**YOUR ASSIGNMENT:** Using the listing below, select the lines with the word "person" and copy them.
—————
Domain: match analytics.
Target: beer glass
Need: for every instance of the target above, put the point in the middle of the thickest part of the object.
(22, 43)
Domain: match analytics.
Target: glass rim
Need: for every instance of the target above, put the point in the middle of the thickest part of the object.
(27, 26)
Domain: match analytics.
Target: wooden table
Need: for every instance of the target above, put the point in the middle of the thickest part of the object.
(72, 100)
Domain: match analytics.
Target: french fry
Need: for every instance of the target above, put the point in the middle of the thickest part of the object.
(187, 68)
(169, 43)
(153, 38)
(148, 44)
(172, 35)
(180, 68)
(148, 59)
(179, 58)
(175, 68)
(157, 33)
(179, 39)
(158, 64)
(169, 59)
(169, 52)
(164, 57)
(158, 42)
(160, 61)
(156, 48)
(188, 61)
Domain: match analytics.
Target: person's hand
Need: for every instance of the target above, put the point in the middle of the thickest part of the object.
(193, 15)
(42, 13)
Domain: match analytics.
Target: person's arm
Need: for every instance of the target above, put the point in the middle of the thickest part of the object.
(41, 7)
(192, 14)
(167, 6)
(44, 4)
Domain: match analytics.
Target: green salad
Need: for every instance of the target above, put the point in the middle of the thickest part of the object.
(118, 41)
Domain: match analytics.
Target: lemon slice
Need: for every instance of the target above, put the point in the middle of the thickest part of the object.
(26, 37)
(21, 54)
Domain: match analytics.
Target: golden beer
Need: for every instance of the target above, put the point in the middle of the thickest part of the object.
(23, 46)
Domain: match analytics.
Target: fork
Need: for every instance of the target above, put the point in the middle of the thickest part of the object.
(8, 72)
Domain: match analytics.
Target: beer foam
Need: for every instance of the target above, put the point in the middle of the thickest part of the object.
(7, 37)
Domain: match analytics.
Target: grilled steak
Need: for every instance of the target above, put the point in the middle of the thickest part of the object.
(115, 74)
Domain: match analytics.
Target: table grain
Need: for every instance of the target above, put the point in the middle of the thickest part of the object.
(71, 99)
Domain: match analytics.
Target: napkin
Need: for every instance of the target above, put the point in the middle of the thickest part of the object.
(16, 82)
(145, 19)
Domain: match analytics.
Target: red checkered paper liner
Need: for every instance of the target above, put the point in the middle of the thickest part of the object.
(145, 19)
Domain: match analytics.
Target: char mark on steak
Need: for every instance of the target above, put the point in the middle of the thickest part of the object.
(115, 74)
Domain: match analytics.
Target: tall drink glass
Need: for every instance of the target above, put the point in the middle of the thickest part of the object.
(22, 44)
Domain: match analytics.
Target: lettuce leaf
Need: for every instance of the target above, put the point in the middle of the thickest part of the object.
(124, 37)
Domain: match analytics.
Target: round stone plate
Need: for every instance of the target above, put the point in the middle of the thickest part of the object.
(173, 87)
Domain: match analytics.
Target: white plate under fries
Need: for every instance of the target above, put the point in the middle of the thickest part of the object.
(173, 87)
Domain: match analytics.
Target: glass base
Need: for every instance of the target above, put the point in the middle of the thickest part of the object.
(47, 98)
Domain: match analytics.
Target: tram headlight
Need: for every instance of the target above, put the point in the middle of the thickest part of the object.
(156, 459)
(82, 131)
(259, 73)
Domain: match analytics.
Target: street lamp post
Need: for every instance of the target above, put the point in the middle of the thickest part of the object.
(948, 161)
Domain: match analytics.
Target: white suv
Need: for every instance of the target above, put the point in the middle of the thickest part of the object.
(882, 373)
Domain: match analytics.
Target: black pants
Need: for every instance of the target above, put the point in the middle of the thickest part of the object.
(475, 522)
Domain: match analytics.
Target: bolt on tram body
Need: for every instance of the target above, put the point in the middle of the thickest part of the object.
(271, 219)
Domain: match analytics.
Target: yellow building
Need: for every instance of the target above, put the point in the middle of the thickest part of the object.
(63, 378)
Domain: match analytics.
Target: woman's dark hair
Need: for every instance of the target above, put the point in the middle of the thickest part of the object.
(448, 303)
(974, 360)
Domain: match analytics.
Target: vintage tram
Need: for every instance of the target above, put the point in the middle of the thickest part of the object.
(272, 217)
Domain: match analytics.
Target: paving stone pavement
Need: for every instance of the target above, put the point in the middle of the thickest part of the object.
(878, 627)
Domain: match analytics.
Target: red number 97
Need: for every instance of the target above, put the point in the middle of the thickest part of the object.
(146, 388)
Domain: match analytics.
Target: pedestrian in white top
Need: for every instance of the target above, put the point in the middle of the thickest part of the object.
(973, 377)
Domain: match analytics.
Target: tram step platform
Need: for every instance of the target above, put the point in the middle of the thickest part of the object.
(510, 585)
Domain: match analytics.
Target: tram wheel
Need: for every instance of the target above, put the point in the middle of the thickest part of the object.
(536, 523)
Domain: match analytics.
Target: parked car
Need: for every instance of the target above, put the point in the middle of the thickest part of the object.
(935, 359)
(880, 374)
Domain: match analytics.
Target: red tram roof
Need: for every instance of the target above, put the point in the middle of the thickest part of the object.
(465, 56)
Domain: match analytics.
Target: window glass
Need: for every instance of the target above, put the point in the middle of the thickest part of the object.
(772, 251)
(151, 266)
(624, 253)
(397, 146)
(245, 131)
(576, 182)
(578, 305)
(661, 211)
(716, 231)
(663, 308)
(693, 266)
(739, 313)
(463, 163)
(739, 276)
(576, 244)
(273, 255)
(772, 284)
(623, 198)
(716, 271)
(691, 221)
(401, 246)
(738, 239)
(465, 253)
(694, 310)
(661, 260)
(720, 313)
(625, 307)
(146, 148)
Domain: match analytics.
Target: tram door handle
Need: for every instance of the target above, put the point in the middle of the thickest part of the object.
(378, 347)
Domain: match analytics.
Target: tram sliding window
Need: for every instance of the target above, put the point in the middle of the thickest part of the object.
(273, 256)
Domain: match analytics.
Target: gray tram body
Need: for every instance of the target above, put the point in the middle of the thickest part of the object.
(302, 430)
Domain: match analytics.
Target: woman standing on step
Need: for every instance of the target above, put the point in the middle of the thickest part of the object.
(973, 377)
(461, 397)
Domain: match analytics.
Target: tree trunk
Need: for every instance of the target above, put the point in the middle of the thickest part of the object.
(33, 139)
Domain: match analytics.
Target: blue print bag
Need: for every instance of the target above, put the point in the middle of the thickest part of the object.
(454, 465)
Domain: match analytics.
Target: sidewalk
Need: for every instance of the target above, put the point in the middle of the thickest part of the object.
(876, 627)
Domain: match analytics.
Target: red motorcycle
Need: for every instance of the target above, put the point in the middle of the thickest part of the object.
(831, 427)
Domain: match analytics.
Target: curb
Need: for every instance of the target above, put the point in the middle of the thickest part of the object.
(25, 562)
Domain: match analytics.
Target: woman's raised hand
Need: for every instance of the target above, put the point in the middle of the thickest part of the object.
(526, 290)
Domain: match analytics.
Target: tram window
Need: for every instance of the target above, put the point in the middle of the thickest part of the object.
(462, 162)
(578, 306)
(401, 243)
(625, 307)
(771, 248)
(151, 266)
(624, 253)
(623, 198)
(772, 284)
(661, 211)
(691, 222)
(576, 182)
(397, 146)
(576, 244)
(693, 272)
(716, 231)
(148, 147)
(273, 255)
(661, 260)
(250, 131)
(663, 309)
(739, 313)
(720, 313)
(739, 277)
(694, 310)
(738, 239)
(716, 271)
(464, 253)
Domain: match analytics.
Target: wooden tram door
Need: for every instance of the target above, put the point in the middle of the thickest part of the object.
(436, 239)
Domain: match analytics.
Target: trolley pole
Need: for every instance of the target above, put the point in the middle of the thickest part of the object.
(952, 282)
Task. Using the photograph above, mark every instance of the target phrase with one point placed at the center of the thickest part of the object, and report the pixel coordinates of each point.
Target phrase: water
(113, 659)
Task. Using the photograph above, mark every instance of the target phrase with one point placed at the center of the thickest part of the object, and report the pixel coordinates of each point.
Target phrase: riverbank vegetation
—————
**EXERCISE ANSWER:**
Target: person's hand
Target: person's arm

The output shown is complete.